What the exercise asks ::
Transcribe every one of the rows below word for word, keeping each line unchanged.

Provided data ::
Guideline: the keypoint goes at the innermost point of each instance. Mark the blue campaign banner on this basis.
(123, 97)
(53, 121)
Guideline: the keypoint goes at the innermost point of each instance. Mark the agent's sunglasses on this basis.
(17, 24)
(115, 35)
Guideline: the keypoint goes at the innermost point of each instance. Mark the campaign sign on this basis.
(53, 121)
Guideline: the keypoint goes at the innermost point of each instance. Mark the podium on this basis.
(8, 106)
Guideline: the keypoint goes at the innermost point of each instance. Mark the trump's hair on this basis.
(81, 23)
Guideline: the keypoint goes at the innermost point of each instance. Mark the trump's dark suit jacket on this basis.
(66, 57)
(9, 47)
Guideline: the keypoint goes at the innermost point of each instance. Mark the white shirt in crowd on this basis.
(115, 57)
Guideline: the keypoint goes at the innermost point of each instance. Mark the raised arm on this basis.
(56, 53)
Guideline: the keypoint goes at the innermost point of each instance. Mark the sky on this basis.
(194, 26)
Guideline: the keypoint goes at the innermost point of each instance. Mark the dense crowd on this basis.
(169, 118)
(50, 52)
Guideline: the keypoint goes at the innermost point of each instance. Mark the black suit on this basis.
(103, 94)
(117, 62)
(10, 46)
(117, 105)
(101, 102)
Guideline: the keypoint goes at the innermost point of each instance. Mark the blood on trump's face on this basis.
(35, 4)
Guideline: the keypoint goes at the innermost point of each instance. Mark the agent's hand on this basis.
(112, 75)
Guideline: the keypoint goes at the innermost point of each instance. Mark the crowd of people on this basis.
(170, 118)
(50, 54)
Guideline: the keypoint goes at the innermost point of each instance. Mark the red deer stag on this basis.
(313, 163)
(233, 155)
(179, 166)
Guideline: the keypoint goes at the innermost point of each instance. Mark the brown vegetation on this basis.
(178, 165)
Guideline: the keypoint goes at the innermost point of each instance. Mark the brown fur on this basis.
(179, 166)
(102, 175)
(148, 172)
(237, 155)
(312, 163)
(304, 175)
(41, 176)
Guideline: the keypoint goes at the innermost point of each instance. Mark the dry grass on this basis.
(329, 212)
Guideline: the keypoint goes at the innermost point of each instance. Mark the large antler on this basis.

Completed task ::
Guideline: the keypoint goes at the innermost point of each instance. Mark the blue campaign banner on this basis.
(123, 97)
(53, 121)
Guideline: the keypoint goes at the innermost point of each instance. Mark the agent's sunglasses on this basis.
(17, 24)
(115, 35)
Guideline: the keypoint goes at the innermost point of each instance. Mark the campaign sign on this basis.
(53, 121)
Guideline: the keypoint goes at the innermost point of each instance. Mark the podium on this basis.
(8, 106)
Guideline: the keypoint goes at the innermost point of each instance. Mark the trump's hair on this basis.
(81, 23)
Guideline: the keypoint goes at the innermost point of each instance. Mark the trump's dark suit jacket on this basis.
(66, 57)
(9, 47)
Guideline: the keypoint goes at the innermost point of each instance. Mark the white shirt in crowd on this basis.
(115, 57)
Guideline: the keypoint goes at the innermost point of each instance. Mark the raised arm on this basis.
(56, 53)
Guideline: the keypoint goes at the innermost point of each instance. Mark the sky on this basis.
(194, 26)
Guideline: the keypoint goes at the innermost point of each instance. Mark the dense crowd on this basis.
(169, 118)
(50, 52)
Guideline: the keypoint goes at the innermost point of each instance. Mark the black suit on this basis.
(103, 94)
(117, 62)
(10, 46)
(117, 105)
(101, 102)
Guideline: the keypoint goes at the innermost point of each instance. Mark the blood on trump's face on this basis.
(35, 4)
Guideline: the keypoint goes at the innermost point of each instance. Mark the agent's hand on this basis.
(112, 75)
Guideline: the keypoint goes at the innermost point of each instance. Mark the crowd of people on this basis.
(170, 118)
(50, 54)
Guideline: the keypoint goes at the innermost point of each instance. Mark the red deer stag on this basis.
(313, 163)
(233, 155)
(179, 166)
Guideline: the keypoint goes at the innermost point of each instance. Mark the brown vegetation on this basis.
(178, 165)
Guideline: the keypoint goes at the innermost point of each instance. Mark the brown fur on this basis.
(179, 166)
(102, 175)
(148, 172)
(237, 155)
(312, 163)
(304, 175)
(41, 176)
Guideline: the keypoint goes at the innermost point of each instance. Mark the dry grass on this basis.
(329, 212)
Guideline: the keypoint goes at the innermost point of each instance. Mark the large antler on this basis.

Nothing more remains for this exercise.